[SUPPLIED PASSAGE]:
>> begin

ASB Development Corporation


Facts:
The spouses Sobrejuanite and ASB Development Corporation (ASBDC) entered into
a contract to sell a condominium located in Mandaluyong. After full payment and
after repeated demands, the ASBDC failed to make good of its obligation due to the
rehabilitation plan of ASB Group of Companies, which includes ASBDC. The spouses
resorted the intervention of the Housing and Land Use Regulatory Board (HLURB).
HLURB resolved the complaint in favor of the spouses Sobrejuanite. This was
affirmed by the Office of the President. On appeal, the Court of Appeals reversed
and set aside the decision of the Office of the President. It ratiocinated that the
Sobrejuanites complaint for rescission and damages is a claim under the
contemplation of Presidential Decree (PD) No. 902-A or the SEC Reorganization Act
and A.M. No. 00-8-10-SC or the Interim Rules of Procedure on Corporate
Rehabilitation. Therefore, the Securities and Exchange Commission (SEC) has
jurisdiction over the complaint, not HLURB.
Issue:
Whether claim of spouses Sobrejuanite lies with the jurisdiction of SEC.
Held:
Yes.
As provided under Section 6(c) of PD No. 902-A, all actions for claims against
corporations, partnerships or associations under management or receivership
pending before any court, tribunal, board or body shall be suspended accordingly.

>> end

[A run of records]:

>> begin

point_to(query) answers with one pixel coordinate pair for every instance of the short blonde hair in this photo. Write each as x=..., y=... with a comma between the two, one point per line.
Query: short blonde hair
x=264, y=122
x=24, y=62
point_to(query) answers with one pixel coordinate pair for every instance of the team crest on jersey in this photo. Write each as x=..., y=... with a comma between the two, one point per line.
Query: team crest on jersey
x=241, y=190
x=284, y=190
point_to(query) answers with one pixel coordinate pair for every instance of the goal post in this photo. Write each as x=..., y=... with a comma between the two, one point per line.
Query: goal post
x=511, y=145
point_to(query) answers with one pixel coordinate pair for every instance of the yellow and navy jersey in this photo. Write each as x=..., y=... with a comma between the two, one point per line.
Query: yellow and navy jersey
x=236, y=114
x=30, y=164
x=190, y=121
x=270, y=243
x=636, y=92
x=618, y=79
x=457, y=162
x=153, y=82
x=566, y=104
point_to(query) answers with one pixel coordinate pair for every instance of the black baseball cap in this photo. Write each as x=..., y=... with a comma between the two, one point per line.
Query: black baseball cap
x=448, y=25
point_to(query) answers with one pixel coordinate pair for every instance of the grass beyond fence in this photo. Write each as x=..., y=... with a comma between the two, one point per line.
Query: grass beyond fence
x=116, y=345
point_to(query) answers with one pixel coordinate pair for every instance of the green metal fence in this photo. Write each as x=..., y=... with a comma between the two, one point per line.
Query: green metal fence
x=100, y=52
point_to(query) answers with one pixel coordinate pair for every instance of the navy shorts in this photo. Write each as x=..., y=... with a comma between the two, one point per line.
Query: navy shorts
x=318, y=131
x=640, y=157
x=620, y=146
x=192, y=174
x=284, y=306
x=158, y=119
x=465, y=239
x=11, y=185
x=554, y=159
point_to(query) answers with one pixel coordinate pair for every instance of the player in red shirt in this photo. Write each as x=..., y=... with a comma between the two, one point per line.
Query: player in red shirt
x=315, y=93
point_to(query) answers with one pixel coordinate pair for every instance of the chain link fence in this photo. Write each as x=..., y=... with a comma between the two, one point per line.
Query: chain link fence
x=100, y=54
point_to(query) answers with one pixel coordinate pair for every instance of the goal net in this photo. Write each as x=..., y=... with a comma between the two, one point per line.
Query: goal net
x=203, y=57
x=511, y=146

>> end

[SET OF TASKS]:
1. Answer these from the ASB Development Corporation case digest:
(a) In what place was the condominium located?
(b) Which office affirmed the HLURB's resolution in favor of the spouses?
(c) Under which provision are actions for claims against corporations under management or receivership suspended?
2. Please list every government office, board, commission or court that the ASB Development Corporation case digest names.
3. Resume the ASB Development Corporation case digest after its final sentence and carry the ruling forward.

[RESULTS FOR EACH TASK]:
1.
(a) Mandaluyong
(b) The Office of the President
(c) Section 6(c) of PD No. 902-A

2.
Housing and Land Use Regulatory Board (HLURB)
Office of the President
Court of Appeals
Securities and Exchange Commission (SEC)

3.
The afore cited law defines claim as the debts or demands of a pecuniary nature. In
settled jurisprudence, claim means actions involving monetary considerations or all
claims or demands, of whatever nature or character against a debtor or its property,
whether for money or otherwise. It is evident that the spouses claim falls within
the definition of PD 902-A and settled jurisprudence. Hence, jurisdiction, as correctly
held by the Court of Appeals, lies with SEC and not HLURB. The ratio behind is
"equality is equity." When a corporation threatened by bankruptcy is taken over by
a receiver, all the creditors should stand on equal footing. Not anyone of them
should be given any preference by paying one or some of them ahead of the others.
This is precisely the reason for the suspension of all pending claims against the
corporation under receivership. Instead of creditors vexing the courts with suits
against the distressed firm, they are directed to file their claims with the receiver
who is a duly appointed officer of the SEC.

Moreover, Section 7 of the Contract to Sell allows the developer to extend the
period of delivery on account of causes beyond its control, such as financial
reverses.

Petition dismissed.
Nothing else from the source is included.